Collected data entries
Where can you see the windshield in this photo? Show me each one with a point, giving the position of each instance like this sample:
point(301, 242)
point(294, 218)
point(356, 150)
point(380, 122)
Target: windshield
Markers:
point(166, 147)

### Exercise instructions
Would you write out the data exactly as it reads?

### Solution
Where can you see the windshield in this photo? Show me each one with a point, giving the position of each instance like this sample:
point(301, 242)
point(294, 218)
point(356, 150)
point(380, 122)
Target: windshield
Markers:
point(166, 147)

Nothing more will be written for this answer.